- _Instruction_
Count how many lines in the data below contain the word "grass". Reply with only that number.

◆ ◆ ◆ ◆ ◆ ◆ ◆

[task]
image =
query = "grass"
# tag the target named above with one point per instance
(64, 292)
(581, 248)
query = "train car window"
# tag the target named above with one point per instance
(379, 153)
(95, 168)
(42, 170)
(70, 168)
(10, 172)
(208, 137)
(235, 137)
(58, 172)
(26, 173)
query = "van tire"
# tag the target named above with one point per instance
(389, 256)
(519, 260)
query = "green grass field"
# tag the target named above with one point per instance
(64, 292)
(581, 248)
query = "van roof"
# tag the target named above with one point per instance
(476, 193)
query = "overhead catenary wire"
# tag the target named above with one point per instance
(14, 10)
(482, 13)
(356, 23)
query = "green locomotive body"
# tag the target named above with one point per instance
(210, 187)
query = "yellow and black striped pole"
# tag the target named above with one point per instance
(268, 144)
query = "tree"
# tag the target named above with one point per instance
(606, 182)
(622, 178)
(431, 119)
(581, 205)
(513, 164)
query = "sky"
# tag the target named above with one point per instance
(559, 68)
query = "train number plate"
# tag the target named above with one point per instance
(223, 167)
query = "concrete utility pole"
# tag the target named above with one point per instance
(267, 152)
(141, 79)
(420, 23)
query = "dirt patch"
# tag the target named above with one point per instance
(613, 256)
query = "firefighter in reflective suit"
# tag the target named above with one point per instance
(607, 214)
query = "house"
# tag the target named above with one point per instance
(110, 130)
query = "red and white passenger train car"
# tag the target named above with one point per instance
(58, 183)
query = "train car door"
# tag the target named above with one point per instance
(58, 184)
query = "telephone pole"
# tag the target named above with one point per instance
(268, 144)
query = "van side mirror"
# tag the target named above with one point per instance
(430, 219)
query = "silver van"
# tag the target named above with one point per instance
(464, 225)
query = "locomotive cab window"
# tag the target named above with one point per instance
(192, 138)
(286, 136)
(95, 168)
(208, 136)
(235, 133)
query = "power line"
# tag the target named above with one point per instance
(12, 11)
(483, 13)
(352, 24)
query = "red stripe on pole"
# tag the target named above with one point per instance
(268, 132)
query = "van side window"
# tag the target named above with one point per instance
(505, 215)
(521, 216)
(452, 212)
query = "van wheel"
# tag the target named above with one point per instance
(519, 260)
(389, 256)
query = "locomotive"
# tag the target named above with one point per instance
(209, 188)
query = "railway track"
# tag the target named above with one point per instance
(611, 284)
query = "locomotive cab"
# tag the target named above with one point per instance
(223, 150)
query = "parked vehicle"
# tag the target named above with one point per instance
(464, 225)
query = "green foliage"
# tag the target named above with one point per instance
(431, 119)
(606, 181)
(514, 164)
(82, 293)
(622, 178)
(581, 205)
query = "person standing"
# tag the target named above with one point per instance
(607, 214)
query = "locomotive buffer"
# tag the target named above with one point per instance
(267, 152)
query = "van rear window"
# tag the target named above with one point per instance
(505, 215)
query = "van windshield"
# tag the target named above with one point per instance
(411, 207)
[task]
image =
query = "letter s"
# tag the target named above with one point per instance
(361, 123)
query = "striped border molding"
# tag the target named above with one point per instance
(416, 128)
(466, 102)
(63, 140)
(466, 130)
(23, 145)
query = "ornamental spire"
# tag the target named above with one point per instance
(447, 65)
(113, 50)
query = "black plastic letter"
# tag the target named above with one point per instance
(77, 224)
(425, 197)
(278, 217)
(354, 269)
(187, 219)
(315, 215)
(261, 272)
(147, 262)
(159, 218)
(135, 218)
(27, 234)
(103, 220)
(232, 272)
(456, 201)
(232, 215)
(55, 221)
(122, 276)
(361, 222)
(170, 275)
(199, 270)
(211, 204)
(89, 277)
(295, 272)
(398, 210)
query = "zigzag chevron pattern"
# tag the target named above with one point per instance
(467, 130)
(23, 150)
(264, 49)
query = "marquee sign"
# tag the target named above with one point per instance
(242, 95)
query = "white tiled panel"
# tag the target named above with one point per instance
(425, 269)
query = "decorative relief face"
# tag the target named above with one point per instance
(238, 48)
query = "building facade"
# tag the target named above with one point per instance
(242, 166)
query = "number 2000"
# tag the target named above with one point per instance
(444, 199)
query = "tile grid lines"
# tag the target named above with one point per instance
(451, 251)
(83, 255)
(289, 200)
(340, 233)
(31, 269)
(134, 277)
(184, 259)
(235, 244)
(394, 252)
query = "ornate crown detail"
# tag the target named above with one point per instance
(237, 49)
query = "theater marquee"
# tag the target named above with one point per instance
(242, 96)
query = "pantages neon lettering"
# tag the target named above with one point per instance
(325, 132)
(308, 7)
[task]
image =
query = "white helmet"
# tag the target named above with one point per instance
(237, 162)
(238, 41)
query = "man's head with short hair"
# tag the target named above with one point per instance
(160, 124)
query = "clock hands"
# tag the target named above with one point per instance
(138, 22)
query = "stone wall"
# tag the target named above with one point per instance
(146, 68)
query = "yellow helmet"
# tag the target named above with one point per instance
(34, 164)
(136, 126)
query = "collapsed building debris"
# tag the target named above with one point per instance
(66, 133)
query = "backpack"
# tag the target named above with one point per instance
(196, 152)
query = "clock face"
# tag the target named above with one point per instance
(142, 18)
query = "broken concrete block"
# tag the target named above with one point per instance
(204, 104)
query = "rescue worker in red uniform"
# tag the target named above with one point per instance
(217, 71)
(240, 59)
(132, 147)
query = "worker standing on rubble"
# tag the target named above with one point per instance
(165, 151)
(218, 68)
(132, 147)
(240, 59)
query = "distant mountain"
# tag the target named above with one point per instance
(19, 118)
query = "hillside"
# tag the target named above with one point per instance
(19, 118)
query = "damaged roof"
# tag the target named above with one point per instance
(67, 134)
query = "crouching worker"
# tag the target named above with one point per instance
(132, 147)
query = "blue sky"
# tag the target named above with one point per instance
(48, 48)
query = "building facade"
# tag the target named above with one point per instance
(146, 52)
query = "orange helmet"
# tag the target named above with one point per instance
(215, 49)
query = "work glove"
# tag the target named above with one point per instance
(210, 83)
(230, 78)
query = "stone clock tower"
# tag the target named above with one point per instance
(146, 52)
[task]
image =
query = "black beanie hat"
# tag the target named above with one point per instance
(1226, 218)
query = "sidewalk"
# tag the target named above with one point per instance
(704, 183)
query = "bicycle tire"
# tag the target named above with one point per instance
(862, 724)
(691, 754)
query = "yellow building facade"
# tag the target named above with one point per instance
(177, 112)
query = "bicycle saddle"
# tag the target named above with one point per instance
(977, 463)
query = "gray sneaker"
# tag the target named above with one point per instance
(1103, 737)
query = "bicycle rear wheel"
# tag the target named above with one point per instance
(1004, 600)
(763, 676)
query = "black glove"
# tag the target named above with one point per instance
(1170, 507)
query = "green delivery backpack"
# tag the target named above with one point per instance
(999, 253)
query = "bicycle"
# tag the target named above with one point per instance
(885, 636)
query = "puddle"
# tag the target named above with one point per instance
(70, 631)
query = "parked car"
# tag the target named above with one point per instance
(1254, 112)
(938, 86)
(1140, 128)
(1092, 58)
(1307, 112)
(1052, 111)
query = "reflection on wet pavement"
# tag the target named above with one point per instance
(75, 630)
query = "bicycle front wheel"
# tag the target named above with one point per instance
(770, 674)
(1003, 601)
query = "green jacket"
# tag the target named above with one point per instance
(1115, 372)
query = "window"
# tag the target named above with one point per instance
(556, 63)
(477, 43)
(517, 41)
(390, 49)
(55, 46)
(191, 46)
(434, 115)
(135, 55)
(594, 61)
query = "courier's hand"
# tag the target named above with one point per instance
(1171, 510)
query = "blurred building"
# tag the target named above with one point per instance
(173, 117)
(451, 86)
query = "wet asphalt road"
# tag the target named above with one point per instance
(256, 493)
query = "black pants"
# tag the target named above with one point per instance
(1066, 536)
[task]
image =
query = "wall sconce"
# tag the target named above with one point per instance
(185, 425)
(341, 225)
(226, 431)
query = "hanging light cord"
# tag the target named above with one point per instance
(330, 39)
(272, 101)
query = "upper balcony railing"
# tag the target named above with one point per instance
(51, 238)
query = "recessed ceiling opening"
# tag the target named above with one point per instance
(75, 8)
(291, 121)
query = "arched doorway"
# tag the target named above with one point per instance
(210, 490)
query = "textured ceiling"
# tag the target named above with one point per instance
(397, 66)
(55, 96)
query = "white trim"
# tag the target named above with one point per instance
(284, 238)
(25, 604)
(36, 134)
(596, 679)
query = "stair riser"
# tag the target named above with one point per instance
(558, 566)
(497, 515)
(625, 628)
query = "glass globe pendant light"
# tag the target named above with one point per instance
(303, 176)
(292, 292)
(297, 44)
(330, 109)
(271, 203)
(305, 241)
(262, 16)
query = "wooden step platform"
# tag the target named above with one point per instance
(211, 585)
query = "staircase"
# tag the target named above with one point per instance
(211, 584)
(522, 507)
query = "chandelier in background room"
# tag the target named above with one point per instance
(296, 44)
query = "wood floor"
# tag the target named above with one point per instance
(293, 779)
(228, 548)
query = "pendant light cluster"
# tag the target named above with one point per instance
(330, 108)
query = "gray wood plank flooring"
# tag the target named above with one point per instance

◆ ◆ ◆ ◆ ◆ ◆ ◆

- _Exercise answer_
2